- Collected data entries:
───
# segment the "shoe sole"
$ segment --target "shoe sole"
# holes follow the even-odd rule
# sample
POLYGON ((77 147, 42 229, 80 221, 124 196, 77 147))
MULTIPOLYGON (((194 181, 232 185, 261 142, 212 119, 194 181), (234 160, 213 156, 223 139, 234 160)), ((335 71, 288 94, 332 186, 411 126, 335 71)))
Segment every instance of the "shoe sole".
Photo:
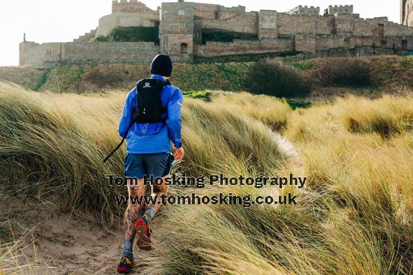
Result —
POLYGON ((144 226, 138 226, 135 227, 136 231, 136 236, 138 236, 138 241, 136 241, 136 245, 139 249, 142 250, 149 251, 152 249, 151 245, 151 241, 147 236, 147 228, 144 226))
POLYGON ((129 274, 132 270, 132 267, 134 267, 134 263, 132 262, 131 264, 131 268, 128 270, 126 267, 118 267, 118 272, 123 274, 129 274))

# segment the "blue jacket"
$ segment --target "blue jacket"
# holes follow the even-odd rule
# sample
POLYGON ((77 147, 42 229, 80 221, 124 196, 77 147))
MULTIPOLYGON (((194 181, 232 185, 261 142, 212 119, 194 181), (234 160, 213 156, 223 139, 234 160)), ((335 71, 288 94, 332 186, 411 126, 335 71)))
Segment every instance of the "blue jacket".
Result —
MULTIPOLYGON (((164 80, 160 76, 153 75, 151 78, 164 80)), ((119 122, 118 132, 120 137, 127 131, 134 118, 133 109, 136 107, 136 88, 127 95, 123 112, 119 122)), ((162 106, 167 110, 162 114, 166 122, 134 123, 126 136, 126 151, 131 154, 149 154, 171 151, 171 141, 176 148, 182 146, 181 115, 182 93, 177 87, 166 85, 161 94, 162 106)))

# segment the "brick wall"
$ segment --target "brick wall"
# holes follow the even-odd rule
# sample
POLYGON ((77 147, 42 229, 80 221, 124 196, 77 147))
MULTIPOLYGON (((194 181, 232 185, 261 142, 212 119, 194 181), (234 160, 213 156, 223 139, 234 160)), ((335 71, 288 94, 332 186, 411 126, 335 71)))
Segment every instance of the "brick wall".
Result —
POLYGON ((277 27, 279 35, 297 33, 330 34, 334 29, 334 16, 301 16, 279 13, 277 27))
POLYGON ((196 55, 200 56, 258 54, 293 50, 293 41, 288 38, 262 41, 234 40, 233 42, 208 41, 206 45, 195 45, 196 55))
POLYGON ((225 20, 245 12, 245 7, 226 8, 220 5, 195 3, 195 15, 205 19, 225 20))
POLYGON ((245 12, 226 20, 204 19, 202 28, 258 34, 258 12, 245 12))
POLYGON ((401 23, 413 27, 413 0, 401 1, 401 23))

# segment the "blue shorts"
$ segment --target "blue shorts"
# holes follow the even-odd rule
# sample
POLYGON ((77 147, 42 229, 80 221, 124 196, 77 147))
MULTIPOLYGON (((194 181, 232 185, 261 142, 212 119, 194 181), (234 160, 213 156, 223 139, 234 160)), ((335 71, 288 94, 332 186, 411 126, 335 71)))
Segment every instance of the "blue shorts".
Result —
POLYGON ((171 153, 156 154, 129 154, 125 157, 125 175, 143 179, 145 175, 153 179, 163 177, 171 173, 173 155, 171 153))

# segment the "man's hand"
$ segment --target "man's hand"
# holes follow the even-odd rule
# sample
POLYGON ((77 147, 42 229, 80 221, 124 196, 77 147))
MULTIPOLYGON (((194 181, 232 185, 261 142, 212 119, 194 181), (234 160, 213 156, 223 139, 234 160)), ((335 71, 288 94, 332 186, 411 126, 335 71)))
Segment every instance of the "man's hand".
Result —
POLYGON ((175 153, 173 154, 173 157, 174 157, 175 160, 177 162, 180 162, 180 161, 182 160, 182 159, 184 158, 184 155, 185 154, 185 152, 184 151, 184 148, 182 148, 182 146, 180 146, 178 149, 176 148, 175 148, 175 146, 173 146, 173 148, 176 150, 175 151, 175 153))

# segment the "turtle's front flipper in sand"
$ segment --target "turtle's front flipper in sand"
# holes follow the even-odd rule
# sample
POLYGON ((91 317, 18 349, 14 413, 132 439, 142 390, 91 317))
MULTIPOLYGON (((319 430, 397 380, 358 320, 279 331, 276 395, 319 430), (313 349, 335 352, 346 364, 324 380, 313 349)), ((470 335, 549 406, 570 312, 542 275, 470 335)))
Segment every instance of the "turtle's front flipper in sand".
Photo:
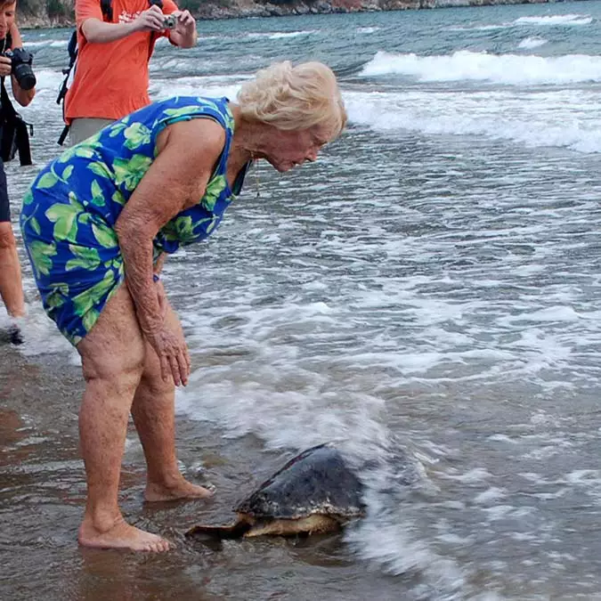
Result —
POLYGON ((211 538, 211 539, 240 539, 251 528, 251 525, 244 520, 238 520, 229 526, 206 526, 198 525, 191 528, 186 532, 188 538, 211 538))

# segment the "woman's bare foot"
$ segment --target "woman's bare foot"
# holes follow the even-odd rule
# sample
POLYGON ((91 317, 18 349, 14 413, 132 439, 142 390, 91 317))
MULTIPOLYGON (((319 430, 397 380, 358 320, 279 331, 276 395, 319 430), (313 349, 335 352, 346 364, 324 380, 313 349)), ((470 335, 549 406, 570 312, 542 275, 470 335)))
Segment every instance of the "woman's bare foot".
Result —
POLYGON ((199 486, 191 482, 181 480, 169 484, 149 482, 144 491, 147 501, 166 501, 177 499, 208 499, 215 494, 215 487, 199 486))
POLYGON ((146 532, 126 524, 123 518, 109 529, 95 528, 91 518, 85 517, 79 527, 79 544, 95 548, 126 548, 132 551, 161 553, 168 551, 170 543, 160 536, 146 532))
───
- Given problem: Quote every record above exactly, omitting any pictures they contain.

- Reply:
# segment the "shoe sole"
$ segment --target "shoe sole"
# holes follow the even-odd rule
# sample
POLYGON ((77 147, 42 229, 80 221, 124 196, 77 147))
MULTIPOLYGON (((194 181, 232 185, 261 142, 212 119, 194 181), (234 160, 213 156, 223 139, 234 160)), ((335 71, 288 94, 332 186, 411 126, 335 71)))
Segment every instance of the "shoe sole".
Photo:
Result —
POLYGON ((144 226, 138 226, 135 227, 136 231, 136 236, 138 236, 138 241, 136 241, 136 245, 139 249, 142 250, 149 251, 152 249, 151 245, 151 241, 147 236, 147 228, 144 226))
POLYGON ((129 274, 132 270, 132 267, 134 267, 134 263, 132 262, 131 264, 131 268, 128 270, 126 267, 118 267, 118 272, 123 274, 129 274))

# segment the "blue jacket"
$ segment --target "blue jacket"
# holes follow the even-odd rule
# sample
POLYGON ((77 147, 42 229, 80 221, 124 196, 77 147))
MULTIPOLYGON (((194 181, 232 185, 261 142, 212 119, 194 181), (234 160, 213 156, 223 139, 234 160)), ((335 71, 288 94, 332 186, 411 126, 335 71)))
Segment every instance of the "blue jacket".
Result —
MULTIPOLYGON (((164 80, 160 76, 153 75, 151 78, 164 80)), ((119 122, 118 132, 120 137, 127 131, 134 118, 133 109, 136 107, 136 88, 127 95, 123 112, 119 122)), ((162 106, 167 110, 162 114, 166 122, 134 123, 126 136, 126 151, 131 154, 149 154, 171 151, 171 141, 176 148, 182 146, 181 115, 182 93, 177 87, 166 85, 161 94, 162 106)))

# segment the "brick wall"
$ segment --target "brick wall"
# holes follow the even-odd rule
# sample
POLYGON ((77 147, 42 229, 80 221, 124 196, 77 147))
MULTIPOLYGON (((194 181, 232 185, 261 142, 212 119, 194 181), (234 160, 213 156, 223 139, 234 160)), ((335 71, 288 94, 332 186, 411 126, 335 71)))
Segment every instance of the "brick wall".
Result —
POLYGON ((277 27, 279 35, 297 33, 330 34, 334 29, 334 16, 301 16, 279 13, 277 27))
POLYGON ((196 55, 200 56, 258 54, 293 50, 293 41, 288 38, 262 41, 234 40, 233 42, 208 41, 206 45, 195 45, 196 55))
POLYGON ((225 20, 245 12, 245 7, 226 8, 220 5, 195 3, 195 15, 205 19, 225 20))
POLYGON ((245 12, 226 20, 204 19, 202 28, 258 34, 258 12, 245 12))
POLYGON ((401 23, 413 27, 413 0, 401 1, 401 23))

# segment the "blue shorts"
$ segment --target "blue shorts"
# holes follow the even-odd rule
# sample
POLYGON ((77 147, 42 229, 80 221, 124 196, 77 147))
MULTIPOLYGON (((194 181, 232 185, 261 142, 212 119, 194 181), (234 160, 213 156, 223 139, 234 160)), ((335 71, 288 94, 332 186, 411 126, 335 71)))
Segment every instance of the "blue shorts".
Result —
POLYGON ((171 153, 156 154, 129 154, 125 157, 125 175, 143 179, 145 175, 153 179, 163 177, 171 173, 173 155, 171 153))

# segment the "man's hand"
$ segment --target "man's hand"
# holes follow the even-odd rule
# sample
POLYGON ((77 147, 42 229, 80 221, 124 196, 77 147))
MULTIPOLYGON (((194 181, 232 185, 261 142, 212 119, 194 181), (234 160, 213 156, 223 139, 234 160)), ((335 71, 288 94, 332 186, 411 126, 335 71)))
Segment every instance of the "man's hand".
Result —
POLYGON ((175 153, 173 154, 173 157, 174 157, 175 160, 177 162, 180 162, 180 161, 182 160, 182 159, 184 158, 184 155, 185 154, 185 152, 184 151, 184 148, 182 148, 182 146, 180 146, 178 149, 176 148, 175 148, 175 146, 173 146, 173 148, 176 150, 175 151, 175 153))

# segment the "turtle's front flipper in sand"
$ segment --target "turtle's front flipper in sand"
# holes follow the even-odd rule
# sample
POLYGON ((91 317, 18 349, 14 413, 132 439, 142 390, 91 317))
MULTIPOLYGON (((319 430, 397 380, 358 320, 279 331, 276 395, 319 430), (313 349, 335 352, 346 364, 324 380, 313 349)), ((470 335, 549 406, 570 312, 542 275, 470 335)))
Segment every instance of the "turtle's front flipper in sand".
Photo:
Result —
POLYGON ((211 538, 211 539, 240 539, 251 528, 251 525, 244 520, 238 520, 229 526, 206 526, 198 525, 191 528, 186 532, 188 538, 211 538))

# segment the "woman's bare foot"
$ segment --target "woman's bare foot"
# holes follow the even-odd rule
# sample
POLYGON ((91 317, 18 349, 14 413, 132 439, 142 390, 91 317))
MULTIPOLYGON (((319 430, 397 380, 358 320, 279 331, 276 395, 319 430), (313 349, 335 352, 346 364, 324 380, 313 349)), ((470 335, 549 406, 570 312, 542 275, 470 335)))
Segment every instance of the "woman's bare foot".
Result —
POLYGON ((199 486, 191 482, 181 480, 169 484, 149 482, 144 491, 147 501, 166 501, 177 499, 208 499, 215 494, 215 487, 199 486))
POLYGON ((146 532, 126 524, 123 518, 109 529, 95 528, 91 518, 85 517, 79 527, 79 544, 95 548, 126 548, 132 551, 161 553, 168 551, 170 543, 160 536, 146 532))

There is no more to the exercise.